**Dataset records**.
>>>

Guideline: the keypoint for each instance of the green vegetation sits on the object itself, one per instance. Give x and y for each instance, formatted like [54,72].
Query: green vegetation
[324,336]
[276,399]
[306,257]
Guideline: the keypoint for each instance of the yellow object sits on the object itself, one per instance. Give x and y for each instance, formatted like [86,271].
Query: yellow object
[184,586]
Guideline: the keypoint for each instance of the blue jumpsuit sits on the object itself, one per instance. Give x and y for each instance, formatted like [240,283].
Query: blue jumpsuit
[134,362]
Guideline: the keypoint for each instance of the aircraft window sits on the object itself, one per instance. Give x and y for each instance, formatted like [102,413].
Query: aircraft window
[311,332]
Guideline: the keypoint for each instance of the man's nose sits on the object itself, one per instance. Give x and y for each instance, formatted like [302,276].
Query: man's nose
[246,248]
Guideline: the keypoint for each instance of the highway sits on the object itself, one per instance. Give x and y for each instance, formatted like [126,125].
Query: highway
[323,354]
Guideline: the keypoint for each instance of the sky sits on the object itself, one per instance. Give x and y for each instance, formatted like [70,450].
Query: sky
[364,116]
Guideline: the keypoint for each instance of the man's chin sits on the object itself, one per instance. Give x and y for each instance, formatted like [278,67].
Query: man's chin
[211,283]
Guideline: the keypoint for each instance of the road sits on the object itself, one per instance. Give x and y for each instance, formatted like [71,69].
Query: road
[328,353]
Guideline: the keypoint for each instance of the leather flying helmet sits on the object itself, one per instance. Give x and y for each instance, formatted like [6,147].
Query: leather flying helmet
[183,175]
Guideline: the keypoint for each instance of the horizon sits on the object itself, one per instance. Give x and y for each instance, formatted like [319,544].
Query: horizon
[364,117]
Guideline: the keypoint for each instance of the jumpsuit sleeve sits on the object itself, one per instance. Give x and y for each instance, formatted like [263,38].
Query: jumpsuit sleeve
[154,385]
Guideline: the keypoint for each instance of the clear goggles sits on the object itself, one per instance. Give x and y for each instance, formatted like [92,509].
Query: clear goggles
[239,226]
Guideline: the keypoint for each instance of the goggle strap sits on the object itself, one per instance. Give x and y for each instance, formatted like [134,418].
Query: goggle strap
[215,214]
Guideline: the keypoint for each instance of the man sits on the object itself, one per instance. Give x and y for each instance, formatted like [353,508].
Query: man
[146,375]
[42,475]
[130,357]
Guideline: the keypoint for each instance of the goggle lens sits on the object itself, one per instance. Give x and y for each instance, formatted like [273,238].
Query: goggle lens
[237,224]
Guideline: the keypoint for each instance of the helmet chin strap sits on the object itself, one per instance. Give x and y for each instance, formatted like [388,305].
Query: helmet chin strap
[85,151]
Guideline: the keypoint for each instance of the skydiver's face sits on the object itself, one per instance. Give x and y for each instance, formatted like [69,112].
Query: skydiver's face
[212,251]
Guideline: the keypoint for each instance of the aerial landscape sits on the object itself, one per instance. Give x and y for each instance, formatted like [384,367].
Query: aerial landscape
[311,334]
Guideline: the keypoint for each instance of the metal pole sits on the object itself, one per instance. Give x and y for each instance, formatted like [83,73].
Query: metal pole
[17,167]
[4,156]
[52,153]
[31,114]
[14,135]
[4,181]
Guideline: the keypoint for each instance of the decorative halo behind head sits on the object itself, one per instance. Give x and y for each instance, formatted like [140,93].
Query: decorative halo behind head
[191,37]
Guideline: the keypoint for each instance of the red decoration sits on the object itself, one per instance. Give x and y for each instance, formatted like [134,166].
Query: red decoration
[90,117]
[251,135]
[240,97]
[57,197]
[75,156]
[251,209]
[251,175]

<<<

**Task objective**. Repeat the data verbatim.

**Result of this task**.
Guideline: the keypoint for each instance of the green vegetation sits on the object itself, one per instance. Give x and y for each instance, formatted like [54,72].
Query: green vegetation
[324,336]
[276,399]
[306,257]
Guideline: the keypoint for each instance of the yellow object sits on the object itself, one per instance. Give x and y for each instance, formatted like [86,271].
Query: yellow object
[184,586]
Guideline: the keypoint for each instance of the blue jumpsuit sits on the object itself, one per instance. Give x and y for each instance, formatted like [240,283].
Query: blue jumpsuit
[134,362]
Guideline: the keypoint for each instance of the aircraft window sits on the object itself, one per instance. Give x and y for each instance, formatted like [102,413].
Query: aircraft window
[311,332]
Guideline: the keypoint for each instance of the man's nose sits on the object itself, one per instance. Give x and y for each instance, formatted like [302,276].
Query: man's nose
[246,248]
Guideline: the keypoint for each instance of the highway sits on the object itself, one per instance. Give x and y for each instance, formatted like [126,125].
Query: highway
[323,354]
Guideline: the keypoint for each instance of the sky sits on the object itself, one per instance. Give x and y for each instance, formatted like [70,450].
Query: sky
[364,116]
Guideline: the keypoint for each instance of the man's chin sits on the object itself, one per instance. Give x and y for each instance, formatted like [278,67].
Query: man's chin
[211,283]
Guideline: the keypoint for each instance of the road sits on the object itself, one per instance. Give x and y for each instance, formatted like [71,69].
Query: road
[328,353]
Guideline: the keypoint for each instance of the leather flying helmet sits on the object itself, one per instance. Give x and y for each instance, formatted like [6,147].
Query: leather flying helmet
[183,175]
Guideline: the keypoint for each instance of the horizon sits on the object itself, one per instance. Give x and y for each instance, formatted like [319,544].
Query: horizon
[364,117]
Guideline: the keypoint for each instance of the jumpsuit sleeve sits on the object itself, one per instance. Give x and y for each instance, formatted like [263,38].
Query: jumpsuit sleeve
[154,385]
Guideline: the keypoint for each instance of the clear goggles sits on the object itself, one per instance. Give x and y for each instance, formatted like [92,509].
Query: clear goggles
[239,226]
Guideline: the keypoint for each instance of the goggle strap sits on the object itself, one per instance. Give x and y for each instance, formatted like [134,418].
Query: goggle strap
[215,214]
Guideline: the keypoint for each instance of the man sits on the object itself, one per instance. Give x and y for each instance, formatted like [353,508].
Query: man
[146,375]
[42,475]
[130,357]
Guideline: the keypoint for each instance of the goggle lens sits on the object itself, one per instance. Give x and y for each instance, formatted like [273,238].
Query: goggle lens
[237,224]
Guideline: the keypoint for each instance of the helmet chin strap sits on the object itself, one per instance. Give x and y for each instance, formatted like [388,305].
Query: helmet chin strap
[85,151]
Guideline: the keypoint for each instance of the skydiver's face sits on the object itself, one per instance. Give x and y for each instance, formatted like [69,112].
Query: skydiver's face
[212,251]
Guideline: the keypoint for each instance of the aerial landscape sits on the object itself, one per instance. Give x and y for each instance, formatted like [384,367].
Query: aerial landscape
[311,334]
Guideline: the keypoint for each instance of the metal pole sits on the object itself, one per instance. Give x and y for each instance, formatted like [83,73].
Query: metal pole
[17,167]
[4,156]
[52,153]
[31,114]
[14,135]
[4,181]
Guideline: the keypoint for each instance of the decorative halo behind head sits on the object itself, one per instance. Give x and y for each instance, formatted like [140,93].
Query: decorative halo behind head
[191,37]
Guideline: the keypoint for each instance of the red decoration sits on the object itself, one per instance. Give x and y for each instance, formatted like [134,166].
Query: red decoration
[90,117]
[251,135]
[240,97]
[57,197]
[75,156]
[251,209]
[251,175]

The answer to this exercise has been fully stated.